* Short task 1 *
From the interview transcript, list every person or group Assange names as calling for his assassination.
* Short task 2 *
Decide whether each statement agrees with the interview transcript, answering yes or no and quoting the words that settle it.
(a) Assange says the prime minister of Australia made statements like those made in the United States.
(b) Uygur describes Mitch McConnell as the leader of the Democrats in the Senate.
(c) Assange cites the Pentagon and NATO in Kabul as saying that no one has been physically harmed by the publishing.
* Short task 3 *
Continue the interview transcript from the point where it stops.

* Text to read *
^^^^

But the reality is that a large swathe of the population sees things differently, not just in the United States, but in Australia, my home country, where the -- the prime minister made similar sort of statements to the United States.
Now, that's completely turned around in Australia and Australians have gotten together --
UYGUR: Well --
ASSANGE: -- to even take out a full page ad in "The New York Times" condemning that -- that sort of behavior.
As time goes by, the large number of people -- the silent majority start to become organized. And that's what we've seen over the last two or so weeks -- the gradual organization of the silent majority to resist a new type of tyranny, a new type of privatized censorship, a new type of digital McCarthyism that is being pushed from Washington.
People don't like it. Around the world, people don't like it. They don't like it in the United States, especially because of these good First Amendment, revolutionary traditions about the rights and freedoms of all people to criticize and open up their government.
UYGUR: Well, Julian, I want to get to as much as possible here. So I want to give you a chance to respond one by one to your critics.
First to Mitch McConnell, who is, of course, the leader of the Republicans in the Senate and to Joe Biden, who both said that -- called you a high tech terrorist.
How do you respond to -- to Joe Biden, the vice president of the United States, saying that to you?
ASSANGE: Well, let's look at the definition of terrorism. The definition of terrorism is a group that uses violence or the threat of violence for political ends.
Now, no one in our four year publishing country covering over 120 countries has ever been physically harmed as a result of what we have done. And that's not just us saying that. It's the Pentagon saying that. That's NATO in Kabul saying that. No one -- not a shred of evidence. There are -- believe me that if they could find or even easily manufacture a shred of evidence, they would be doing that immediately.
So it's clear that whoever the terrorists are here, it's not us.
But we see constant threats from people in the Re -- you know, Republicans in the Senate trying to make a -- a name for themselves, the people like Sarah Palin, top shock jocks on Fox and, unfortunately, some members, also, of the Democratic Party, calling for my assassination, calling for the illegal kidnapping of my staff.
And -- and just a few days ago, it was in Fox, that was the phrase that was used -- illegal. He should be illegally murdered if necessary-- assassinated by the law, if possible, if not, illegally.

^^^^

* Given information *
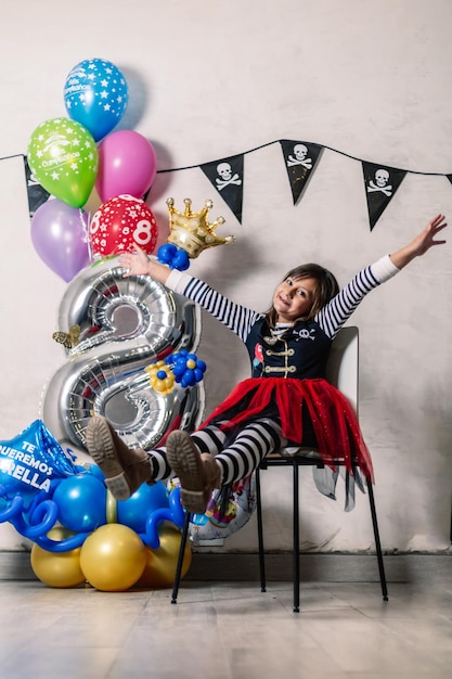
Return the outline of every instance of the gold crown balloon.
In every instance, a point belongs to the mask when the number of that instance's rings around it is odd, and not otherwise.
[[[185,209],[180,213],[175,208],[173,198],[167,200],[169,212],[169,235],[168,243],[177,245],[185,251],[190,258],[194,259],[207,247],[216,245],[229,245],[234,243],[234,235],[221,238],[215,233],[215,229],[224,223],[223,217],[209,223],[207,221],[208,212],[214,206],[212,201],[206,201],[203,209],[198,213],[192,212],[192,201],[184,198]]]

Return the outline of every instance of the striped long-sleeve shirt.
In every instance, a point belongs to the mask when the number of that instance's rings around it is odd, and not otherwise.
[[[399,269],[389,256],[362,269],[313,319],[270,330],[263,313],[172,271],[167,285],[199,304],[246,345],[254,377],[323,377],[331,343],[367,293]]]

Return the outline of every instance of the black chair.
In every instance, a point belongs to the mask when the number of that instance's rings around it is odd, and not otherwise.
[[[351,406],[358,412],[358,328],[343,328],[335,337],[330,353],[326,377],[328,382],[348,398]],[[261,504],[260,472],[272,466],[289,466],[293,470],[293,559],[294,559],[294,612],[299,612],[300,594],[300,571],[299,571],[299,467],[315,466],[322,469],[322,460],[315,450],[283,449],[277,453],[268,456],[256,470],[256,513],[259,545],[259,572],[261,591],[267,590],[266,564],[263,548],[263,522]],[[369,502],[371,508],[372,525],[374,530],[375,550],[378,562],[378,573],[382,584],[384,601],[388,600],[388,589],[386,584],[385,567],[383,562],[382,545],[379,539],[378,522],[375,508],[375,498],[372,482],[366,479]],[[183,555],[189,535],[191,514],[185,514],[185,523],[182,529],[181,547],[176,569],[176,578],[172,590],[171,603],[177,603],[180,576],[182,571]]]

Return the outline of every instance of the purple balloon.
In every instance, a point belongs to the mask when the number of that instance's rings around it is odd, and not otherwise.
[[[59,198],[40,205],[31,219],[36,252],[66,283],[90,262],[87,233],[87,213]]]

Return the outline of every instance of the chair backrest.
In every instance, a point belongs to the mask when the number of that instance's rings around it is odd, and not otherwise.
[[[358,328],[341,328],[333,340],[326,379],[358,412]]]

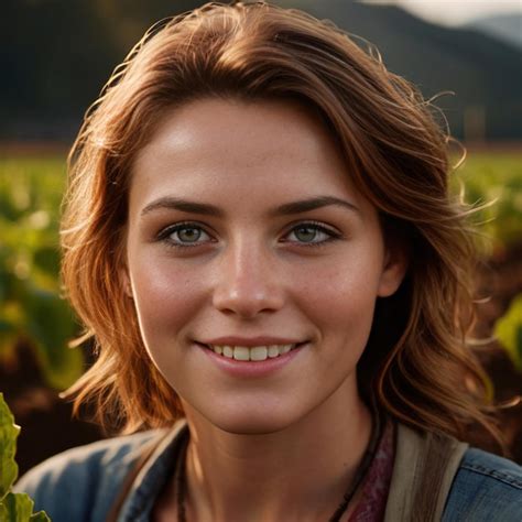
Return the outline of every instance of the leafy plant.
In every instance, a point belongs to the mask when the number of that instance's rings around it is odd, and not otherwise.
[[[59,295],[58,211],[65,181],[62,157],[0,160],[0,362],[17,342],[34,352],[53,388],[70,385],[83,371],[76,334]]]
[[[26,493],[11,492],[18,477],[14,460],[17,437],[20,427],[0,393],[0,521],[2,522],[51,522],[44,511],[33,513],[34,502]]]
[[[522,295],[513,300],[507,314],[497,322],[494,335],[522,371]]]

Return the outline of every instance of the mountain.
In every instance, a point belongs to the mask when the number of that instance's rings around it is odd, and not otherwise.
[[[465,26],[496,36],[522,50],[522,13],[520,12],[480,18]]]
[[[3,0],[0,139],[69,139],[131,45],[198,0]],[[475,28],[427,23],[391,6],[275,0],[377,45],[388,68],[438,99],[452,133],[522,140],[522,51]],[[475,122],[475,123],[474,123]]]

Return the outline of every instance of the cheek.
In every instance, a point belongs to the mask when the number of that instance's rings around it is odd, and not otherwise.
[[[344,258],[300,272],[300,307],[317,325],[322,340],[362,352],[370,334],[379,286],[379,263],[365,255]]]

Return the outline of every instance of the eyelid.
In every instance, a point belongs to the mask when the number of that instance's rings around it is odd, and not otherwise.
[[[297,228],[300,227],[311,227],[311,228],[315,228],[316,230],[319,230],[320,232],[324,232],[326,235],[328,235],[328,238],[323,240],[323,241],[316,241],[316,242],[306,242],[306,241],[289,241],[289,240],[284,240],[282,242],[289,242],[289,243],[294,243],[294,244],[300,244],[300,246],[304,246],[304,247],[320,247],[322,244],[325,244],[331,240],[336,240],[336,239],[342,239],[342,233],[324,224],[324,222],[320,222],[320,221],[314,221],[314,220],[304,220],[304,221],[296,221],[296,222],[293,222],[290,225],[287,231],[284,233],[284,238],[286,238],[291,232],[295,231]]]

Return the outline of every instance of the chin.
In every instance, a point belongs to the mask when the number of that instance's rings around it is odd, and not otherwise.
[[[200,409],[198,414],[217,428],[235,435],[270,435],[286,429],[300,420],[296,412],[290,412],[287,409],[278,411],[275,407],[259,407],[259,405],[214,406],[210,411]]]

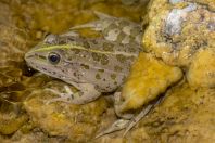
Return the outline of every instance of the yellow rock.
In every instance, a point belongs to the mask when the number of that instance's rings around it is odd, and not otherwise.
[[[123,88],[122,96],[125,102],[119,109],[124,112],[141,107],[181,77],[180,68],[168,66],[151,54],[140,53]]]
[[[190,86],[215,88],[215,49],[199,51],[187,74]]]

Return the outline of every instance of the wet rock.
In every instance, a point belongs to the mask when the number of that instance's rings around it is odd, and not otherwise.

^^^^

* Output 1 *
- Republicans in the Senate
- Sarah Palin
- top shock jocks on Fox
- some members of the Democratic Party

* Output 2 *
(a) Yes: "the prime minister made similar sort of statements to the United States."
(b) No: "the leader of the Republicans in the Senate"
(c) Yes: "It's the Pentagon saying that. That's NATO in Kabul saying that."

* Output 3 *
What sort of message does that send about the rule of law in the United States?
That is conducting violence in order to achieve a political end -- the elimination of this organization or the threat of violence to achieve a political end, the elimination of a publisher. And that is the definition of terrorism.
UYGUR: Now, I want to give you a chance to respond personally, though, because here Mike Huckabee is making it very personal. You saw that quote we had up. He says, I think anything less than execution is too kind a penalty for you. Sarah Palin is saying that you are like al Qaeda and the Taliban and he -- you should be pursued with the same urgency.
So how would you respond to Mike Huckabee, who is a top Republican leader, who's likely to run for president again?
How do you respond to Sarah Palin, a top Republican leader who might run for president again?
ASSANGE: Oh, it's just another idiot trying to make a name for himself. But it's a -- it's a serious business. I mean if we are to have a civil society, you cannot have senior people making calls on national TV to go around the judiciary and illegally murder people.
That is incitement to commit murder. That is an offense. You cannot have senior people on national TV asking people to commit an offense.
That is not a country that obeys the rule of law.
Does the United States obey the rule of law?
Because Europeans are starting to wonder whether it is still obeying the rule of law?
And it needs to be very careful.
Is it going to descend into an anarchy where we don't have due process, where those great Bill of Rights traditions about due process are just thrown to the wind, when -- whenever some shock jock politician thinks that they can use it to make a name for themselves?
Or do we take things according to laws expressly made by the people and their representatives?
That is the way things should be done. And -- and when people call for illegal, deliberate assassination and kidnapping of others, they should be held to account. They should be charged for incitement to commit murder.
UYGUR: Well, that's a very strong charge. And what they're saying is very strong.
What -- what's actually happened, the only person who's actually been arrested on any leak is actually Private Bradley Manning. He's actually been in prison for the last seven months. And I know you spent a week in prison and you got a little sense of how bad it can be. He's had 200 days of solitary confinement in a small cell for 23 hours a day. He gets a 5:00 a.m. Wake up call. He's not even allowed to exercise in his cell. He's not allowed to have sheets or a pillow, etc. Etc. Etc.
A lot of people, including some of the top human rights analysts in-- in the world, believe that this is cruel and inhumane treatment.
Do you think Private Manning is, one, a hero?
And, number two, do you think the American government is treating him wrong by keeping him in isolation for so long?
ASSANGE: We don't know whether this young man is our source or not. Our technology is set up so we don't know that. That is the best way to protect people.
But let's look at the allegations. Regardless of whether he was the whistleblower behind some of these res -- revelations or not, he is a young man that has been caught up in this, kept in solitary confinement for some six months -- some 5,000 hours now -- in conditions that were even worse than the ones that I was in, held in a -- he's now held in a military brig. His visits are very limited, only once a week. And his lawyer has said that they have been getting worse and that his psychological health has been getting worse.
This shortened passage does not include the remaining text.